MONICA HERNDON   |   Times The Chicago style hotdog includes mustard, relish, celery salt, freshly chopped onions, tomatoes, kosher pickle and sport peppers on a poppy seed bun, photographed on Thursday November 3, 2016 at Portillo\u2019s in Brandon. The Brandon restaurant is the first location in Florida for the chain that originated in Chicago.
MONICA HERNDON | Times The Chicago style hotdog includes mustard, relish, celery salt, freshly chopped onions, tomatoes, kosher pickle and sport peppers on a poppy seed bun, photographed on Thursday November 3, 2016 at Portillo\u2019s in Brandon. The Brandon restaurant is the first location in Florida for the chain that originated in Chicago.
Published July 18, 2018

Monday, July 23, is National Hot Dog Day. I don't know precisely why, but I think some major lobbying from the sausage board was involved. It's baseball season, it's barbecue season, it's I-don't-feel-like-cooking season. Those are plenty of reasons. So here's where to get the good ones in Tampa Bay.

Portillo's

1748 W Brandon Blvd., Brandon. (813) 210-8190. 2102 E Fowler Ave., Tampa. (813) 540-9001. portillos.com.

DATA EXTRACT:
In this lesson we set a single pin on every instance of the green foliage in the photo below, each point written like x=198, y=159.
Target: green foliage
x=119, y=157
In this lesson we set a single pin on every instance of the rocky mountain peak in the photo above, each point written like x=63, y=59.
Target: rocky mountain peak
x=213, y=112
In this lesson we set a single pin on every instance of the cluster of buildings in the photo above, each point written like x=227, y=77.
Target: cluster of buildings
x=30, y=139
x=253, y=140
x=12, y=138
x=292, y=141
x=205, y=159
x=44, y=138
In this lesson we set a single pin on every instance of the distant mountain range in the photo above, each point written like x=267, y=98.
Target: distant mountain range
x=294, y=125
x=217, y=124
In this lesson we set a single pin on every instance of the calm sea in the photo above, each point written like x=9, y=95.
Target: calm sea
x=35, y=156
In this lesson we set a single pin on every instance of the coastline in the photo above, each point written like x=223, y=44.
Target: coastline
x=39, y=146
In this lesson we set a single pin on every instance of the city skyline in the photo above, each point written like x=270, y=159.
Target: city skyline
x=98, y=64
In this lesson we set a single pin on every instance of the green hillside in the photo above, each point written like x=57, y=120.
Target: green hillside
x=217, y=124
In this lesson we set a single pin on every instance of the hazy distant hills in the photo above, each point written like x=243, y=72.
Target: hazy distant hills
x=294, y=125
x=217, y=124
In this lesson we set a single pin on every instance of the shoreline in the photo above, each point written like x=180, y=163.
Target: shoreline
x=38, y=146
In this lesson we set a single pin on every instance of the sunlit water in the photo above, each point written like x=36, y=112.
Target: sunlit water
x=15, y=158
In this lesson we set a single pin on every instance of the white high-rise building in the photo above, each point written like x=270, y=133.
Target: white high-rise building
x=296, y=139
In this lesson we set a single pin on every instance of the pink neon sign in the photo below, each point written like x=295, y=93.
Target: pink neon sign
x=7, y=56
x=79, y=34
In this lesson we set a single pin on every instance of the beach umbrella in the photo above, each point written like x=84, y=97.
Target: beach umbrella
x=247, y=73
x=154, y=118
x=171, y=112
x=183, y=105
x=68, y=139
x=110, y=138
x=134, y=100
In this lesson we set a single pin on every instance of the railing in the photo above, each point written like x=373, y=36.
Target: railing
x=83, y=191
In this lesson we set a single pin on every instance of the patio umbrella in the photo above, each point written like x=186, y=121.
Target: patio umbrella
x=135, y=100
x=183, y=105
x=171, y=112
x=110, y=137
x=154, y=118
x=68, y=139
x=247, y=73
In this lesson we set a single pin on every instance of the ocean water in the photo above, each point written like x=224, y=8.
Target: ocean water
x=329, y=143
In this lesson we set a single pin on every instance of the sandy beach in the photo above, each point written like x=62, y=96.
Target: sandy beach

INSTRUCTIONS:
1/ Which items does the hot dog passage say the Chicago style hotdog includes on its poppy seed bun? List all of them.
2/ Convert the part of the records that opens with their first line and closes with the line containing "x=44, y=138" into a JSON list of strings, one string per line, leaving out blank lines.

ANSWERS FOR THE EXERCISE:
1/
- mustard
- relish
- celery salt
- freshly chopped onions
- tomatoes
- kosher pickle
- sport peppers

2/
[
  "In this lesson we set a single pin on every instance of the green foliage in the photo below, each point written like x=198, y=159.",
  "Target: green foliage",
  "x=119, y=157",
  "In this lesson we set a single pin on every instance of the rocky mountain peak in the photo above, each point written like x=63, y=59.",
  "Target: rocky mountain peak",
  "x=213, y=112",
  "In this lesson we set a single pin on every instance of the cluster of buildings in the photo above, each point written like x=227, y=77.",
  "Target: cluster of buildings",
  "x=30, y=139",
  "x=253, y=140",
  "x=12, y=138",
  "x=292, y=141",
  "x=205, y=159",
  "x=44, y=138"
]